* _Texto fornecido_:
A busca pelas origens do candomblé de ketu no Brasil aponta
para Iyá Nassô e sua linhagem espiritual. Francisca da Silva viveu em Salvador,
Bahia no começo do século XIX e ficou conhecida como Iyá Nassô. Juntamente com
Iyá Acalá e Iyá Detá fundou o Ilê Axé Iyá Nassô Oka também conhecido Terreiro
Casa Branca do Engenho Velho.
Para contar essa história é importante esclarecer que os
dados coletados ao longo do tempo se baseiam principalmente em depoimentos
orais das pessoas da região do Terreiro. Uma das pessoas fundamentais para essa
busca foi Pierre Verger. O fotógrafo nascido em Paris veio para Salvador e ali
se estabeleceu. Dedicou sua vida a pesquisar e registrar a cultura da Bahia,
como a capoeira e o candomblé. Suas fotos, além de belíssimas, são documentos
históricos que revelam muito do Recôncavo Baiano durante o século XX. Ao buscar
esse resgate da história de Iyá Nassô ele ajuda a reconstruir a memória dessa
tradição. Mas há também pesquisas que buscam fontes documentais mais
específicas, o que revela detalhes da vida de Iyá Nassô. Damos destaque para a
pesquisa "Marcelina da Silva e seu mundo: novos dados para uma
historiografia do candomblé de Ketu" feita por Lisa Earl Castillo e Luis
Nicolau Parés.
Francisca da Silva juntamente de seu companheiro José Pedro
Autran faziam parte do grupo de ex- escravizados que conseguiram uma ascensão
econômica de sua época chegando a possuir inclusive outros escravos. Muitas das
informações sobre Iyá Nassô estão registradas no testamento de Obatossi,
Marcelina da Silva, que herdou o Terreiro da Casa Branca. Marcelina
anteriormente era escrava de Iyá Nassô e esse ponto traz uma discussão
controversa. Um dos argumentos usados para subestimar o período da escravidão é
dizer que "ah, mas em África também haviam escravos. Nos quilombos haviam
pessoas escravizadas". De fato, a escravidão é uma prática muito anterior
a colonização no Brasil e nas Américas. A escravidão está presente em culturas
de povos do mundo todo. O termo "escravo" vem de "slave" ou
“eslavo” denominação étnica de povos da Europa Central e Oriental. Uma pessoa
poderia ser escravizada por várias razões como guerras, dívidas etc. E em
alguns casos havia a possibilidade de se tornar livre novamente. Uma grande
diferença entre a forma de escravidão realizada em África e a adotada no
Brasil, por exemplo, é o processo sistemático de destruição dos povos sob
a justificativa de inferioridade racial. Não mais se escravizava alguém por
perda em campo de batalha, mas com a certeza de que aquele povo não tinha nem
mesmo alma. A escravidão reproduzida pelos povos africanos já em terras
brasileiras faz referência ao que já era praticado no continente africano bem
antes dos colonizadores. Na época de Iyá Nassô, século XIX, já eram vistos
alguns escravos alforriados que eventualmente também tinham posse de escravos,
mas é importante deixar claro que era uma relação diferente da praticada pelos
colonizadores. Na documentação existente sobre a vida de Iyá Nassô e seu
companheiro é possível concluir também que eles foram responsáveis pela
alforria de muitos desses escravos.

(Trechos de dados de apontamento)
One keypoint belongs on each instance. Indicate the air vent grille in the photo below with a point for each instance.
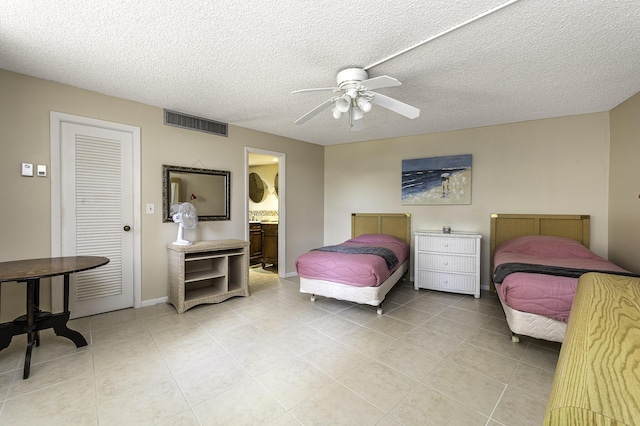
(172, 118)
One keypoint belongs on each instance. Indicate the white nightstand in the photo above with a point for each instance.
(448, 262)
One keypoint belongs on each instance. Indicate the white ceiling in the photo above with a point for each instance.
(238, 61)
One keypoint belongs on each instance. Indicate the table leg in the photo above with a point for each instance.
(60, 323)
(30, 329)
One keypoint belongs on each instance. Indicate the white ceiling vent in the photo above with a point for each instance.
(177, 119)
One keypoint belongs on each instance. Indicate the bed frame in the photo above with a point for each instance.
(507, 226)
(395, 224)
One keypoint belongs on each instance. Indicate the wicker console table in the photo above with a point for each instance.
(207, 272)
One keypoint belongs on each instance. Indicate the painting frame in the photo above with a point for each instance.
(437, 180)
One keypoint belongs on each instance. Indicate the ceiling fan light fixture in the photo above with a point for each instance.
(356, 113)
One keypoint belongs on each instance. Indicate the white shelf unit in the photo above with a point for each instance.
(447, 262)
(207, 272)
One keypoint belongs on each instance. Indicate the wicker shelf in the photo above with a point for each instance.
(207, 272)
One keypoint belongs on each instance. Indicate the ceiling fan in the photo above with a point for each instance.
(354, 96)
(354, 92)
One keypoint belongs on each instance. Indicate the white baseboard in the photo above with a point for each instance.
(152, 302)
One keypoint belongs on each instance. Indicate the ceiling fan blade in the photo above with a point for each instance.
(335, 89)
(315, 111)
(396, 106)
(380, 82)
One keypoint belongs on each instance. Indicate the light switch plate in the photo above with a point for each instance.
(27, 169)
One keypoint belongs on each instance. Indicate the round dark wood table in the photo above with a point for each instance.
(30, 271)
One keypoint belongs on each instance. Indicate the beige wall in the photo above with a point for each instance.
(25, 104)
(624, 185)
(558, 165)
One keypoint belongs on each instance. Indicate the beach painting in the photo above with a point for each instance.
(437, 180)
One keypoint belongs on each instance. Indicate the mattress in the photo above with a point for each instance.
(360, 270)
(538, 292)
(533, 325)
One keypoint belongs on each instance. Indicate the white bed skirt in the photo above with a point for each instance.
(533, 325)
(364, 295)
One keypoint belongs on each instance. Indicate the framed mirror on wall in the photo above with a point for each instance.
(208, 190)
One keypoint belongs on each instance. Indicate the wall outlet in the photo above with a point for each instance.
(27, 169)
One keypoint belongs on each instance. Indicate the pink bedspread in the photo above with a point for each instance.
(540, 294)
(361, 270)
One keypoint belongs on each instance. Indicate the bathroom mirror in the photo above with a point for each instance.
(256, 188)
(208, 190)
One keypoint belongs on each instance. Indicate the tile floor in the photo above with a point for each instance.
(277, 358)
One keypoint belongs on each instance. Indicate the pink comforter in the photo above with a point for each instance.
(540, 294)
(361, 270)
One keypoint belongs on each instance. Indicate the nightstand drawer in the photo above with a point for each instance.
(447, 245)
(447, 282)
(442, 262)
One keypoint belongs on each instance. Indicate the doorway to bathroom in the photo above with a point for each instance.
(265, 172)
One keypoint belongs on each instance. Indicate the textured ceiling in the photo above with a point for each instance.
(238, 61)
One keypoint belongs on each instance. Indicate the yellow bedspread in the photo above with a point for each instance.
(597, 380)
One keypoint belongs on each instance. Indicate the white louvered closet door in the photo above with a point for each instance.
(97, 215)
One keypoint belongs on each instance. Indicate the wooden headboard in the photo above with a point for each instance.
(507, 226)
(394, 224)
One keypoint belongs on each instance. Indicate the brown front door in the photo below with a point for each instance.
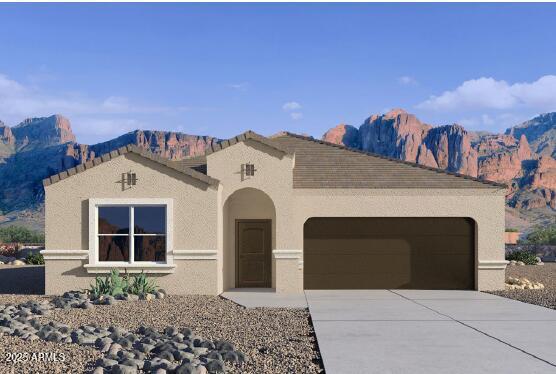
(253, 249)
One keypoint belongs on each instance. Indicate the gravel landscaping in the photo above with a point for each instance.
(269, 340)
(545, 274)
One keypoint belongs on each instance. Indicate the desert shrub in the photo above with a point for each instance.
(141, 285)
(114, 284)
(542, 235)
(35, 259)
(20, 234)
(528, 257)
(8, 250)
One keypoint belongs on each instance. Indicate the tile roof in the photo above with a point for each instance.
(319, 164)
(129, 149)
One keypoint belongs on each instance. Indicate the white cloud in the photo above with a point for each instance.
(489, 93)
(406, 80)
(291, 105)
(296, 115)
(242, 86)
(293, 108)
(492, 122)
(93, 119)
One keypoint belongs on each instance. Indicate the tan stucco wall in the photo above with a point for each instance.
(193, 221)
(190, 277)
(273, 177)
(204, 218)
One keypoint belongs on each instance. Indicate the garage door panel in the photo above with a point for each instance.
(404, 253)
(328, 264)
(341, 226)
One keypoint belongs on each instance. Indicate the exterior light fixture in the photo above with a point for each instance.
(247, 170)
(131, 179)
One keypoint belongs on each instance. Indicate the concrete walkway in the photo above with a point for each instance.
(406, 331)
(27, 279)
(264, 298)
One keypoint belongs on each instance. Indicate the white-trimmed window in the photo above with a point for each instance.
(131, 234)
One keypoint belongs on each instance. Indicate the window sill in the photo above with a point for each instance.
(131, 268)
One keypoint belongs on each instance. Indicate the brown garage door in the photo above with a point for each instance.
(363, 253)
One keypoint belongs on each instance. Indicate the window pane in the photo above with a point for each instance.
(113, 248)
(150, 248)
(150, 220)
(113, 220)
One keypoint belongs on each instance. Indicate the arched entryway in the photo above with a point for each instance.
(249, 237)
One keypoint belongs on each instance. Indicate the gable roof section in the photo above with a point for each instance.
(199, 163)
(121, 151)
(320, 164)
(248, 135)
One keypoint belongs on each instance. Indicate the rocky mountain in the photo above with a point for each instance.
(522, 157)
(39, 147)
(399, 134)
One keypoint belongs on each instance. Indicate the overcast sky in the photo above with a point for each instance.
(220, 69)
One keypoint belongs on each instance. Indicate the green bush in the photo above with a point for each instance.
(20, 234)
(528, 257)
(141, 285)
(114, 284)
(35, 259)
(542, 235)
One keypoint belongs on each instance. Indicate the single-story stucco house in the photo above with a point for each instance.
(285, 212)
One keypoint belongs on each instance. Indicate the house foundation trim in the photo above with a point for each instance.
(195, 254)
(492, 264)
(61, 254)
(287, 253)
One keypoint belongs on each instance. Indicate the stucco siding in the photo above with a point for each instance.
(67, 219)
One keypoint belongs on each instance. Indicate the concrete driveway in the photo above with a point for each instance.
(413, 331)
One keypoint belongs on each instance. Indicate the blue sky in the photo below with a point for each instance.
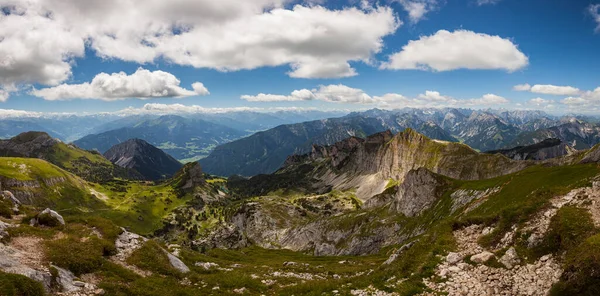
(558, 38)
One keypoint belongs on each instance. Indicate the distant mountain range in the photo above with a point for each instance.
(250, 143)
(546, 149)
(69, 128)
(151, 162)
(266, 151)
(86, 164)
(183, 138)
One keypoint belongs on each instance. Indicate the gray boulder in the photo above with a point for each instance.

* * *

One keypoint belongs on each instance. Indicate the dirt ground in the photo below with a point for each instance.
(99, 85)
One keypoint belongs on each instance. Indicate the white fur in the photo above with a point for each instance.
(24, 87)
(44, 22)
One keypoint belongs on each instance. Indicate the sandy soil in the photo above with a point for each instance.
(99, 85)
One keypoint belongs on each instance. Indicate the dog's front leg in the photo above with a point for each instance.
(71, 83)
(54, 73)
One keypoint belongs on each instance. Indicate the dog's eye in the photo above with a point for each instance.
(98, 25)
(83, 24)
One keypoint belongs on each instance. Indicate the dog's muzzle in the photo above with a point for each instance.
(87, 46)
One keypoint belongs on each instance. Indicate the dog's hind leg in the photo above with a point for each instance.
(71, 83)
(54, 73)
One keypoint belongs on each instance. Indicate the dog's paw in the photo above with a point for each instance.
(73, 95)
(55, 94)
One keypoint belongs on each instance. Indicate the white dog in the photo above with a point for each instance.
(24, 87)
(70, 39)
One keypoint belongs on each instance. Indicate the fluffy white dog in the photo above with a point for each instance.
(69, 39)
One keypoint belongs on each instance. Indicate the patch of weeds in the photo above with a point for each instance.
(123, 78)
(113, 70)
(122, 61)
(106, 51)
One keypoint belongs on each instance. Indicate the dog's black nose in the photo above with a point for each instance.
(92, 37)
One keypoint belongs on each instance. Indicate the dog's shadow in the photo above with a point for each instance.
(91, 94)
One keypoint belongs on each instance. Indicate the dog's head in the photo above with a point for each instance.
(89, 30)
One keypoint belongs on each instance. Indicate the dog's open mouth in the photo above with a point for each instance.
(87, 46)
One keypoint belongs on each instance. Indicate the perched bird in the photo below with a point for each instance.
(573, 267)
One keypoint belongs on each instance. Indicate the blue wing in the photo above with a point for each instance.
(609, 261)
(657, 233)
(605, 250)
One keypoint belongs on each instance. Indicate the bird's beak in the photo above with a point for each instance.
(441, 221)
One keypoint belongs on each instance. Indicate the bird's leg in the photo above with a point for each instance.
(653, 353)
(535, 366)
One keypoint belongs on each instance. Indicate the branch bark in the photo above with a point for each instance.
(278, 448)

* _Lista de tarefas_:
(1) Reproduza fielmente o trecho do texto sobre Iyá Nassô que vai de "A busca pelas" até "do Engenho Velho.", inclusive.
(2) Dê prosseguimento ao texto sobre Iyá Nassô e o Terreiro da Casa Branca a partir da última frase apresentada.

* _Respostas por tarefa_:
(1)
A busca pelas origens do candomblé de ketu no Brasil aponta
para Iyá Nassô e sua linhagem espiritual. Francisca da Silva viveu em Salvador,
Bahia no começo do século XIX e ficou conhecida como Iyá Nassô. Juntamente com
Iyá Acalá e Iyá Detá fundou o Ilê Axé Iyá Nassô Oka também conhecido Terreiro
Casa Branca do Engenho Velho.

(2)
A casa onde Iyá Nassô vivia na Freguesia do Passo, Ladeira
do Carmo, na cidade de Salvador, era local de frequente encontro para o culto
de Xangô, orixá de quem é sacerdotisa. Sua casa com o passar do tempo se tornou
referência espiritual da região:
“Sabemos, por outro lado, que Iyá Nassô era o título ritual usado pela sacerdotisa encarregada do culto de Xangô na casa do alafin (rei) de Oyó. A aparente centralidade da devoção ao orixá do trovão na casa dessa família e os vínculos familiares com Oyó reforçam ainda mais a hipótese de ser Francisca da Silva a lendária Iyá Nassô. As festas celebradas na Ladeira do Carmo aconteciam “há muito tempo”, o que sugere que naquele lugar existia um candomblé nagô dedicado a Xangô, provavelmente liderado pela sacerdotisa que possuía o cargo de Iyá Nassô.”(CASTILLO; PARÉS, p 12 , 2007)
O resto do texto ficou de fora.